> _Input records_:
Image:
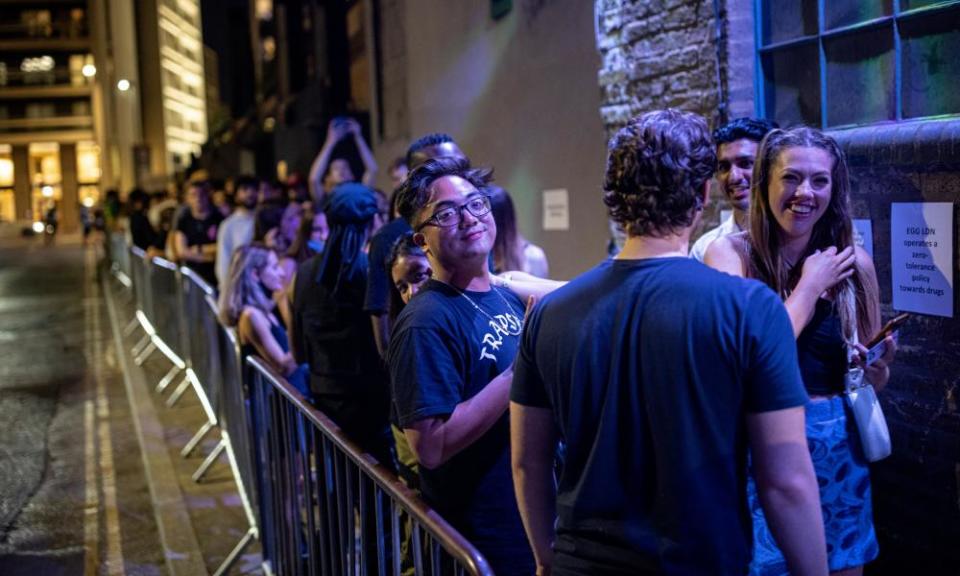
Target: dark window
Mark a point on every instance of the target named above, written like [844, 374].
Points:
[837, 63]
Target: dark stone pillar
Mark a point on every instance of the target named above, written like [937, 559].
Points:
[69, 204]
[21, 183]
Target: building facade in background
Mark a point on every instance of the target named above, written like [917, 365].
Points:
[50, 106]
[883, 78]
[94, 96]
[172, 89]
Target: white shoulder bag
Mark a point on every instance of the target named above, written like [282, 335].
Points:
[865, 406]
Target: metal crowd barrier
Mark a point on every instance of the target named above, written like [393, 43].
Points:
[317, 488]
[236, 434]
[175, 317]
[317, 502]
[202, 345]
[120, 259]
[164, 292]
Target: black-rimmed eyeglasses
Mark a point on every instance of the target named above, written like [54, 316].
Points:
[450, 216]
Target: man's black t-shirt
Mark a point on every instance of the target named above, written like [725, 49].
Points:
[377, 299]
[444, 350]
[649, 367]
[198, 233]
[347, 377]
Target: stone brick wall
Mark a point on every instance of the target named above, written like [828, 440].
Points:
[393, 54]
[663, 54]
[656, 54]
[660, 53]
[916, 492]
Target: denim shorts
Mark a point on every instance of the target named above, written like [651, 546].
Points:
[844, 480]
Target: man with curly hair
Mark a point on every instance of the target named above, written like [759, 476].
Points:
[658, 373]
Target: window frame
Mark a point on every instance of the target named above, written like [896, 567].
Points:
[893, 20]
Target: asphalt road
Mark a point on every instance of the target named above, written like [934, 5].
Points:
[73, 498]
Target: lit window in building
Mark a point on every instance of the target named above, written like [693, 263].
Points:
[8, 212]
[264, 9]
[37, 23]
[835, 64]
[41, 110]
[45, 176]
[6, 166]
[78, 23]
[269, 46]
[88, 195]
[38, 70]
[80, 108]
[88, 162]
[82, 69]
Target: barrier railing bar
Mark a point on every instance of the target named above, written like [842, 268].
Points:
[426, 518]
[312, 470]
[209, 460]
[167, 379]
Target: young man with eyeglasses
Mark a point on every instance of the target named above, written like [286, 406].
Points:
[451, 359]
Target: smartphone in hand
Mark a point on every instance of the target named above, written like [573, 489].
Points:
[875, 346]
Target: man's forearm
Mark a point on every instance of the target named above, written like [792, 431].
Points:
[436, 441]
[532, 440]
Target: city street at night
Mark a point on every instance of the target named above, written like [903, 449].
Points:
[479, 287]
[74, 496]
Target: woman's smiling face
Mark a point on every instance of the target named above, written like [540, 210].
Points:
[800, 188]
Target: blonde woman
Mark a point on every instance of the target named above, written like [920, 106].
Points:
[249, 302]
[800, 243]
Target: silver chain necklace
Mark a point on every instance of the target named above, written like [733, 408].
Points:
[481, 310]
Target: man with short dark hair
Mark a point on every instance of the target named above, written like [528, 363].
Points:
[377, 299]
[195, 239]
[657, 373]
[237, 229]
[451, 359]
[737, 144]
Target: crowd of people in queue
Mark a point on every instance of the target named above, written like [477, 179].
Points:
[669, 411]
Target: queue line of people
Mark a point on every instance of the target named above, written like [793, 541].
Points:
[652, 415]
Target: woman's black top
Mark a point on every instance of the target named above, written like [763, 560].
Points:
[823, 352]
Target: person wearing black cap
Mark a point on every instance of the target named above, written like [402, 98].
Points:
[332, 333]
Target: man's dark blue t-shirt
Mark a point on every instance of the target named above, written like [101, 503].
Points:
[444, 350]
[650, 367]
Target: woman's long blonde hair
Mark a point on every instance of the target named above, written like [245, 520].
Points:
[243, 288]
[834, 228]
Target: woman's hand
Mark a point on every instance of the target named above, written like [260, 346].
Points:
[824, 270]
[878, 373]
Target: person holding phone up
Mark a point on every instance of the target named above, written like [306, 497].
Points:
[800, 244]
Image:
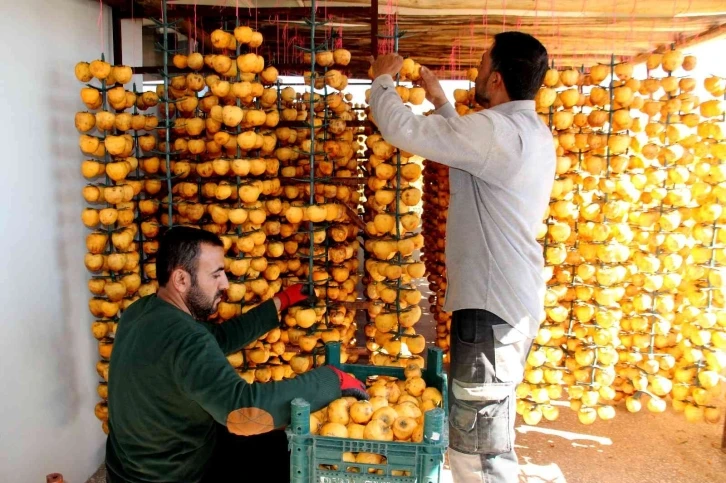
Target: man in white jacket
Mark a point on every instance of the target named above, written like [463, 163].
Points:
[502, 162]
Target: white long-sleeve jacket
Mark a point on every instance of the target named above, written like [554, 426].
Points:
[503, 168]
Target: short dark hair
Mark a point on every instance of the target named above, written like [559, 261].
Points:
[179, 247]
[522, 62]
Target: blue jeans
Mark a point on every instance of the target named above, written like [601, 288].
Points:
[487, 362]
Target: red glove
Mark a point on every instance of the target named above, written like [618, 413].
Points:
[349, 385]
[294, 295]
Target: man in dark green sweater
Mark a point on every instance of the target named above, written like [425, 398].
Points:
[169, 379]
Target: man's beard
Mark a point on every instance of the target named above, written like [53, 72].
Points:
[199, 305]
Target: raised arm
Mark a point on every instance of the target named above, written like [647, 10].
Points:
[459, 142]
[243, 329]
[238, 332]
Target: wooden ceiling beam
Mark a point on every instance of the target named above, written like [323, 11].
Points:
[715, 32]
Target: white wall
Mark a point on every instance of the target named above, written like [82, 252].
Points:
[47, 354]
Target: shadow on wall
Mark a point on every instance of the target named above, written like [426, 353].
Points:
[66, 400]
[70, 338]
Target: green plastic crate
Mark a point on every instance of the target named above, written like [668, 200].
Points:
[313, 457]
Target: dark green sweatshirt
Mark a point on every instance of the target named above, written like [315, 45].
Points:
[169, 380]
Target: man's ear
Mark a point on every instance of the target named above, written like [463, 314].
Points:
[497, 79]
[181, 280]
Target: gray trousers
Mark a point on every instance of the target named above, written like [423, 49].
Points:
[487, 362]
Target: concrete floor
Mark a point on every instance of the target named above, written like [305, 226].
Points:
[632, 448]
[642, 448]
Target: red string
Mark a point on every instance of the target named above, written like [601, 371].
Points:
[612, 38]
[99, 24]
[471, 44]
[504, 15]
[277, 38]
[485, 20]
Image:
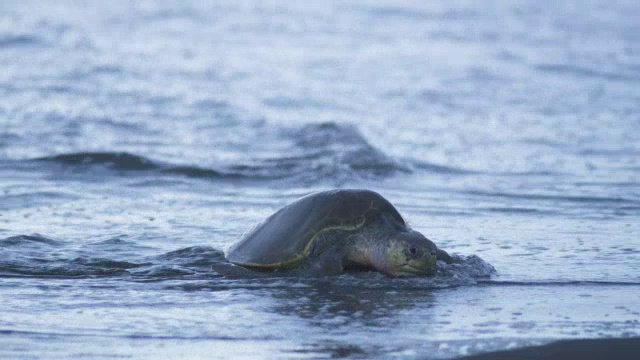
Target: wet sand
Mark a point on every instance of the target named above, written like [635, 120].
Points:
[618, 349]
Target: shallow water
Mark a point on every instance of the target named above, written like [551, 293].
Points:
[138, 141]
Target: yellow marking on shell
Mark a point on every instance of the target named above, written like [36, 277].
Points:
[299, 258]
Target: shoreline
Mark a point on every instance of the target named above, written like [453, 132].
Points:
[584, 349]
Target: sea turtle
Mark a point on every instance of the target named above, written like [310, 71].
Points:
[328, 232]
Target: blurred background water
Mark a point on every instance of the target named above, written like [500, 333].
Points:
[140, 139]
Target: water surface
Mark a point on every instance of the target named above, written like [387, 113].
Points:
[140, 140]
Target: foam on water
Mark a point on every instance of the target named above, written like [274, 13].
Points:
[141, 138]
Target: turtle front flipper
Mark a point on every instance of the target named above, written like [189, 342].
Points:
[444, 256]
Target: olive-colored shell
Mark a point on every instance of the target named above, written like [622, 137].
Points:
[285, 238]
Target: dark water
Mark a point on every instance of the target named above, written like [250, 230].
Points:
[140, 140]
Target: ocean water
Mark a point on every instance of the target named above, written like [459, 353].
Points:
[139, 140]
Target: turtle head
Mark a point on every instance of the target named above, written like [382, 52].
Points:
[408, 253]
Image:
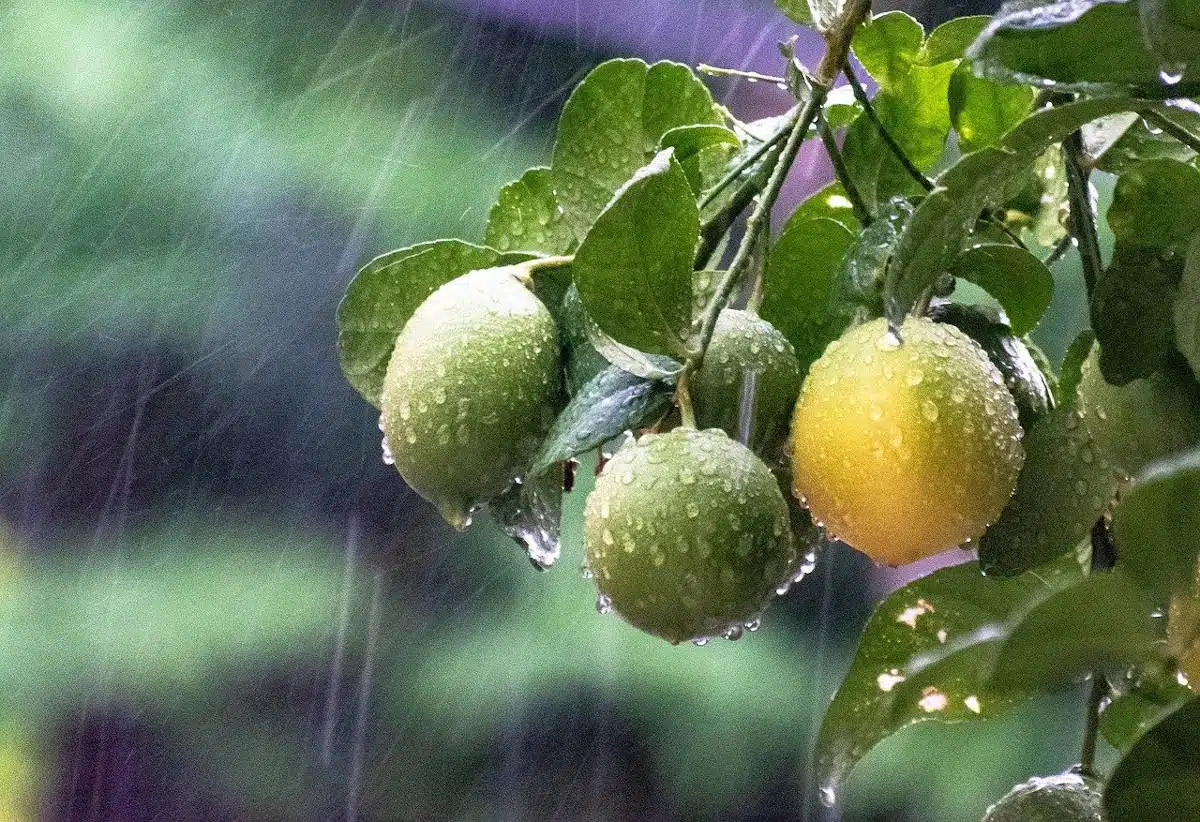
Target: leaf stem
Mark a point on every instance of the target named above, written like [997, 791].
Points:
[885, 135]
[1095, 700]
[839, 168]
[1173, 129]
[1083, 217]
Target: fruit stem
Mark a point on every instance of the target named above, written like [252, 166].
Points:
[1095, 700]
[862, 213]
[1083, 217]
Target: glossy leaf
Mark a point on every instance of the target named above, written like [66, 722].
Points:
[1133, 311]
[1062, 489]
[615, 401]
[1035, 41]
[384, 294]
[611, 126]
[1157, 525]
[936, 612]
[801, 295]
[1019, 281]
[1159, 778]
[634, 268]
[527, 217]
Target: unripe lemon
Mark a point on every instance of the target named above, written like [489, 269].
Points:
[1063, 798]
[687, 534]
[471, 390]
[1146, 420]
[905, 447]
[747, 349]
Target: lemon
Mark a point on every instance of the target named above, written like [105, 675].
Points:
[687, 534]
[472, 388]
[747, 358]
[1063, 798]
[905, 445]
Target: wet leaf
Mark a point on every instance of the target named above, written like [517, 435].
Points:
[1159, 778]
[634, 268]
[1019, 281]
[1157, 525]
[527, 217]
[611, 126]
[615, 401]
[384, 294]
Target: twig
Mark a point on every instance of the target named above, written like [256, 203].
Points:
[885, 135]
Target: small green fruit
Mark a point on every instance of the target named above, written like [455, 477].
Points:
[748, 348]
[471, 390]
[1146, 420]
[687, 534]
[1063, 798]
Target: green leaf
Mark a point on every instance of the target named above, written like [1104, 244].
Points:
[1133, 311]
[1157, 525]
[1102, 621]
[1187, 309]
[611, 126]
[1019, 281]
[888, 45]
[951, 40]
[983, 111]
[384, 294]
[615, 401]
[978, 180]
[1159, 778]
[801, 294]
[1156, 203]
[527, 217]
[936, 612]
[1061, 491]
[531, 511]
[634, 268]
[1038, 42]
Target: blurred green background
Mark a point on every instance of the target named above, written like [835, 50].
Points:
[216, 603]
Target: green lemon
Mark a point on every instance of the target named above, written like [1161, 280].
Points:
[471, 390]
[1146, 420]
[905, 447]
[747, 357]
[687, 534]
[1063, 798]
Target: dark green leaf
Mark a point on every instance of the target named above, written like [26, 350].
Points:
[1019, 281]
[527, 217]
[1104, 619]
[1033, 41]
[384, 294]
[1187, 310]
[611, 126]
[615, 401]
[799, 292]
[977, 180]
[1156, 203]
[1132, 311]
[888, 46]
[1139, 709]
[983, 111]
[1158, 780]
[531, 511]
[1157, 525]
[634, 268]
[939, 611]
[1061, 491]
[951, 40]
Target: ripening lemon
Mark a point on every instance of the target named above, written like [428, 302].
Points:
[688, 534]
[1062, 798]
[905, 447]
[472, 388]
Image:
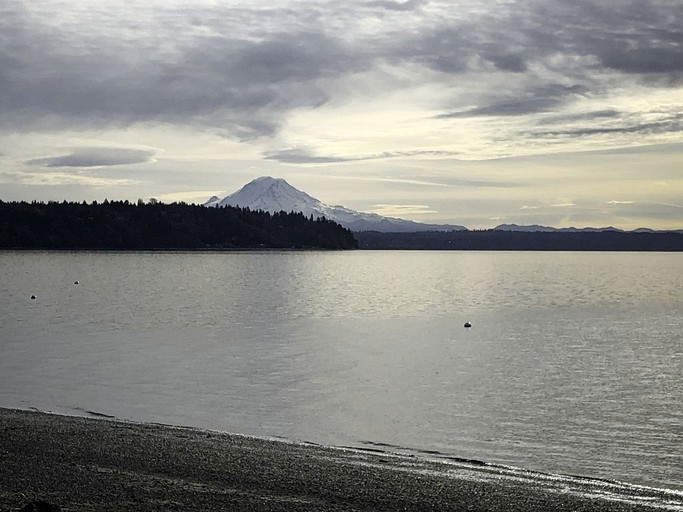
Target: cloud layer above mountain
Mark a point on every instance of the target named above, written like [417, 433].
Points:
[318, 86]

> _What you have to do_: Starting at the line that contains "like [26, 350].", extract each line through the last line of the material exactly as written, and include no pictures.

> _Written answer_:
Mark a point on every instance of the target named above, written like [26, 350].
Points:
[1019, 281]
[527, 217]
[1104, 619]
[1033, 41]
[384, 294]
[1187, 310]
[611, 126]
[615, 401]
[799, 292]
[977, 180]
[1156, 203]
[1132, 311]
[888, 46]
[1139, 709]
[983, 111]
[1158, 780]
[531, 511]
[1157, 525]
[634, 268]
[939, 611]
[1061, 491]
[951, 40]
Target: ripening lemon
Mark a point on every instance of the target named above, written like [428, 302].
Points:
[688, 534]
[1062, 798]
[905, 447]
[472, 388]
Image:
Target: cloud layer above mountain
Mark a point on every instance of the target named above, written like [417, 433].
Points:
[318, 86]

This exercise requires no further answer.